EXTRACTED TEXT ▸
Research

Proteome of monocyte priming by lipopolysaccharide, including changes in interleukin-1beta and leukocyte elastase inhibitor

Michael J Pabst¹ , Karen M Pabst¹ , David B Handsman¹ , Sarka Beranova-Giorgianni^2,3 and Francesco Giorgianni³

¹  Dental Research Center and Department of Periodontology, College of Dentistry, University of Tennessee Health Science Center, Memphis, TN 38163, USA

²  Department of Pharmaceutical Sciences, College of Pharmacy, University of Tennessee Health Science Center, Memphis, TN 38163, USA

³  Department of Neurology, and the Charles B. Stout Mass Spectrometry Laboratory, College of Medicine, University of Tennessee Health Science Center, Memphis, TN 38163, USA

author email corresponding author email

Proteome Science 2008, 6:13doi:10.1186/1477-5956-6-13

Published:	20 May 2008

Abstract

Background

Monocytes can be primed in vitro by lipopolysaccharide (LPS) for release of cytokines, for enhanced killing of cancer cells, and for enhanced release of microbicidal oxygen radicals like superoxide and peroxide. We investigated the proteins involved in regulating priming, using 2D gel proteomics.

REQUIRED ACTION ▸ Write out the part of the monocyte priming article that opens with the words containing "Monocytes can be" and closes with "2D gel proteomics.", substituting "tumor cells" for "cancer cells". The listing has no connection to the article above.

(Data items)
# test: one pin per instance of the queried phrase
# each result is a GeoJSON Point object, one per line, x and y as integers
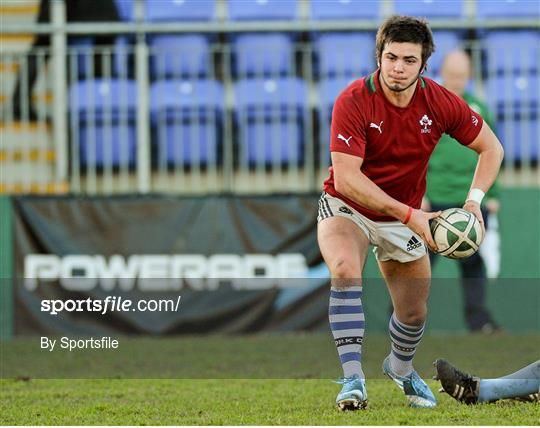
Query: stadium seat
{"type": "Point", "coordinates": [241, 10]}
{"type": "Point", "coordinates": [520, 136]}
{"type": "Point", "coordinates": [345, 9]}
{"type": "Point", "coordinates": [186, 121]}
{"type": "Point", "coordinates": [270, 118]}
{"type": "Point", "coordinates": [445, 41]}
{"type": "Point", "coordinates": [507, 9]}
{"type": "Point", "coordinates": [179, 55]}
{"type": "Point", "coordinates": [512, 51]}
{"type": "Point", "coordinates": [328, 91]}
{"type": "Point", "coordinates": [180, 10]}
{"type": "Point", "coordinates": [345, 54]}
{"type": "Point", "coordinates": [126, 9]}
{"type": "Point", "coordinates": [430, 8]}
{"type": "Point", "coordinates": [262, 55]}
{"type": "Point", "coordinates": [102, 119]}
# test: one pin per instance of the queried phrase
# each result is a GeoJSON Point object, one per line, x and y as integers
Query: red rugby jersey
{"type": "Point", "coordinates": [396, 142]}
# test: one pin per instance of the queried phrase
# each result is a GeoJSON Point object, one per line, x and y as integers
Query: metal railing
{"type": "Point", "coordinates": [140, 116]}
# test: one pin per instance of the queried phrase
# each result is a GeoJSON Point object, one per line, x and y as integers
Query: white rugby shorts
{"type": "Point", "coordinates": [391, 240]}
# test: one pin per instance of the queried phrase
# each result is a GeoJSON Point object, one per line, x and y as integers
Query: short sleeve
{"type": "Point", "coordinates": [347, 134]}
{"type": "Point", "coordinates": [462, 123]}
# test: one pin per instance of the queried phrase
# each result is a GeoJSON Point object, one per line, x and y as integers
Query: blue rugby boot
{"type": "Point", "coordinates": [415, 389]}
{"type": "Point", "coordinates": [353, 395]}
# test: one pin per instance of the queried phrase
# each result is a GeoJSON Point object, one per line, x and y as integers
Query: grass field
{"type": "Point", "coordinates": [216, 393]}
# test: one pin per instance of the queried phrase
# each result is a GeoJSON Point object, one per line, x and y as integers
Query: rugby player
{"type": "Point", "coordinates": [384, 128]}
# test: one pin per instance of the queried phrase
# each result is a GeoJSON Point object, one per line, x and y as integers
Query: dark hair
{"type": "Point", "coordinates": [405, 29]}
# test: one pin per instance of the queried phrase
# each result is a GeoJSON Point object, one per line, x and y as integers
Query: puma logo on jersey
{"type": "Point", "coordinates": [373, 125]}
{"type": "Point", "coordinates": [341, 137]}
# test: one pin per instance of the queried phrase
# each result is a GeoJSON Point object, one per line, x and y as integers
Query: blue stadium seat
{"type": "Point", "coordinates": [507, 9]}
{"type": "Point", "coordinates": [345, 9]}
{"type": "Point", "coordinates": [516, 101]}
{"type": "Point", "coordinates": [180, 10]}
{"type": "Point", "coordinates": [512, 51]}
{"type": "Point", "coordinates": [520, 136]}
{"type": "Point", "coordinates": [345, 54]}
{"type": "Point", "coordinates": [430, 8]}
{"type": "Point", "coordinates": [445, 41]}
{"type": "Point", "coordinates": [240, 10]}
{"type": "Point", "coordinates": [126, 9]}
{"type": "Point", "coordinates": [179, 55]}
{"type": "Point", "coordinates": [186, 121]}
{"type": "Point", "coordinates": [329, 90]}
{"type": "Point", "coordinates": [262, 55]}
{"type": "Point", "coordinates": [270, 116]}
{"type": "Point", "coordinates": [520, 93]}
{"type": "Point", "coordinates": [102, 118]}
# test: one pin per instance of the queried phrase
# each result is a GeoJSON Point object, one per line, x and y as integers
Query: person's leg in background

TASK SOLUTION ▸
Monocytes can be primed in vitro by lipopolysaccharide (LPS) for release of cytokines, for enhanced killing of tumor cells, and for enhanced release of microbicidal oxygen radicals like superoxide and peroxide. We investigated the proteins involved in regulating priming, using 2D gel proteomics.